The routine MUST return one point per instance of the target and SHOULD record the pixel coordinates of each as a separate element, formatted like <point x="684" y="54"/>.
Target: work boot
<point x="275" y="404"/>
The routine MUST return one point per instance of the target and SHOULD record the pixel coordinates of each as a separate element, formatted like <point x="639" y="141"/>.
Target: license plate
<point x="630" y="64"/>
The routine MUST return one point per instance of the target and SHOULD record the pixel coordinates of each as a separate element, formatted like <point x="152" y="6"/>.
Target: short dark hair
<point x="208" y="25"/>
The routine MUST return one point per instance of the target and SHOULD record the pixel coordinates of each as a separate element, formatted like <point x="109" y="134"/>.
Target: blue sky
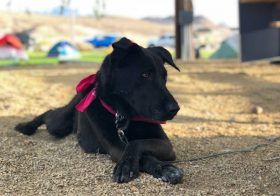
<point x="220" y="11"/>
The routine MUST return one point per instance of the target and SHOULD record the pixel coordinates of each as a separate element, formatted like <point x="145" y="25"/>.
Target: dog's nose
<point x="172" y="109"/>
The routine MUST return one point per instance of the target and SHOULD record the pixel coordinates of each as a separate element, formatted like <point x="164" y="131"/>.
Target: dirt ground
<point x="216" y="115"/>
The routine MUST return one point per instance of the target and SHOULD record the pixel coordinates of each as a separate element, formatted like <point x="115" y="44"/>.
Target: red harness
<point x="91" y="96"/>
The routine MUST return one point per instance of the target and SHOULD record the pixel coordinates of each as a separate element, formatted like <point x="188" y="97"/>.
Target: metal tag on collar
<point x="121" y="124"/>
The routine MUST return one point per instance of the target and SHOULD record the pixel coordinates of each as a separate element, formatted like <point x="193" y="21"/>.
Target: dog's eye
<point x="147" y="75"/>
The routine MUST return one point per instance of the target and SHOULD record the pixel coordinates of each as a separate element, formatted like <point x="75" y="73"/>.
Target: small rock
<point x="257" y="110"/>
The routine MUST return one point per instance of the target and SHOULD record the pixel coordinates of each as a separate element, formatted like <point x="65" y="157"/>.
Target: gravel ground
<point x="217" y="114"/>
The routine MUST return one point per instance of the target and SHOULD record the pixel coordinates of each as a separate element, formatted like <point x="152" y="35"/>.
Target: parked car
<point x="164" y="40"/>
<point x="102" y="41"/>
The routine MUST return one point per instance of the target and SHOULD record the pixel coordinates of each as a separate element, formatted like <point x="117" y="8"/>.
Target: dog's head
<point x="133" y="80"/>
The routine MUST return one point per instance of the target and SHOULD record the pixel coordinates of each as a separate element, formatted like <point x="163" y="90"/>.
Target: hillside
<point x="48" y="28"/>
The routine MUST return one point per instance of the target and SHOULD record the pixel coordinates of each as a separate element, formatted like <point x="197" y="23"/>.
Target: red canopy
<point x="11" y="40"/>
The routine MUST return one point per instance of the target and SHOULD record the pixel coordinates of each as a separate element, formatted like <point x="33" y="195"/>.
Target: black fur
<point x="132" y="80"/>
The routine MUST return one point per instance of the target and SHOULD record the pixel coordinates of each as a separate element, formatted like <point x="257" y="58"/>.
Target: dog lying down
<point x="118" y="111"/>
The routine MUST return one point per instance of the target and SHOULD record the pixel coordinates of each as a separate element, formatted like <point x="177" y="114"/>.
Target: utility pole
<point x="184" y="34"/>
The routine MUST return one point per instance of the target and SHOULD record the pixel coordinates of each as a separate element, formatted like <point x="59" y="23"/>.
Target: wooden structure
<point x="259" y="29"/>
<point x="184" y="34"/>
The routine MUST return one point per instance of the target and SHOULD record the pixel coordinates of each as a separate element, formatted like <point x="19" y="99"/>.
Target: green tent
<point x="229" y="49"/>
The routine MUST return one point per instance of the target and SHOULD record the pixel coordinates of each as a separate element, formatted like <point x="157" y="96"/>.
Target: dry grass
<point x="216" y="102"/>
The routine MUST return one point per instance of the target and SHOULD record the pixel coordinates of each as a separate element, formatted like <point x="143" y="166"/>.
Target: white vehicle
<point x="164" y="40"/>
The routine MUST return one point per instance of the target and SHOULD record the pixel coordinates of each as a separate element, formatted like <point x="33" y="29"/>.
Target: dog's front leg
<point x="128" y="166"/>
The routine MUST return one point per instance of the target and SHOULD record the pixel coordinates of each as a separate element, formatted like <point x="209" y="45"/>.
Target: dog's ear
<point x="165" y="55"/>
<point x="122" y="47"/>
<point x="123" y="44"/>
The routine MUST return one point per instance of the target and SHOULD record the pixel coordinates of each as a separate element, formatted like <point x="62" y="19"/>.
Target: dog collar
<point x="91" y="96"/>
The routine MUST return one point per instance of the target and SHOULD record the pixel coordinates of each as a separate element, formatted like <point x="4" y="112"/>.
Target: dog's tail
<point x="29" y="128"/>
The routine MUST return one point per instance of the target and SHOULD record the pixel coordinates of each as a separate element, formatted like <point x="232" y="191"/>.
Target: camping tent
<point x="11" y="48"/>
<point x="229" y="49"/>
<point x="64" y="51"/>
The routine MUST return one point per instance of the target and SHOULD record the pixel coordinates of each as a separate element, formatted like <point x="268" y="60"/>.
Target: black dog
<point x="131" y="82"/>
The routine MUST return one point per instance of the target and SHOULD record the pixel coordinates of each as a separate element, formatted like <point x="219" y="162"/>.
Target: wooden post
<point x="184" y="35"/>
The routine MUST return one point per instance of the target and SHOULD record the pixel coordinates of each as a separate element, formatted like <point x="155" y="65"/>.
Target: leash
<point x="121" y="124"/>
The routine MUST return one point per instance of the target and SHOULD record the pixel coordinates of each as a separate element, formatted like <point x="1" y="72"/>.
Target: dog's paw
<point x="171" y="174"/>
<point x="126" y="170"/>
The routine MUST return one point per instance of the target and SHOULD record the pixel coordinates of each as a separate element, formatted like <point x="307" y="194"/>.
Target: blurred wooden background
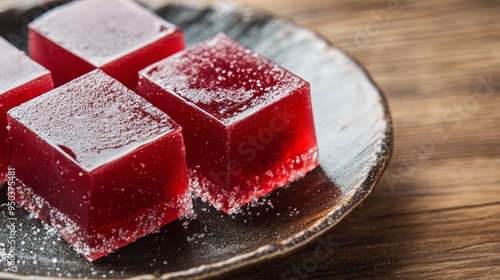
<point x="436" y="212"/>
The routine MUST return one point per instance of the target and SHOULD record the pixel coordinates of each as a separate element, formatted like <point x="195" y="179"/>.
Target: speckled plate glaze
<point x="355" y="143"/>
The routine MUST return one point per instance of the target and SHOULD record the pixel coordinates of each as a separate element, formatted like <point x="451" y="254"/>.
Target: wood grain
<point x="436" y="212"/>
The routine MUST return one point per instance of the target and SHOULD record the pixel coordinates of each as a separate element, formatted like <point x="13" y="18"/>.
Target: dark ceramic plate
<point x="355" y="142"/>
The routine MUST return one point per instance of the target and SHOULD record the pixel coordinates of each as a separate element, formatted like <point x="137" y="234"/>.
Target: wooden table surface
<point x="436" y="212"/>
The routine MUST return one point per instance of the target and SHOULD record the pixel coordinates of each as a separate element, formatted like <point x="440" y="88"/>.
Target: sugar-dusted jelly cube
<point x="117" y="36"/>
<point x="247" y="122"/>
<point x="98" y="163"/>
<point x="21" y="79"/>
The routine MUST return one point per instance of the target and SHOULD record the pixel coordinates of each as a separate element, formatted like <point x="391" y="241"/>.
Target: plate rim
<point x="277" y="250"/>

════

How many lines of the material above contain the string "wooden", with case counting? Reply with the number alone.

4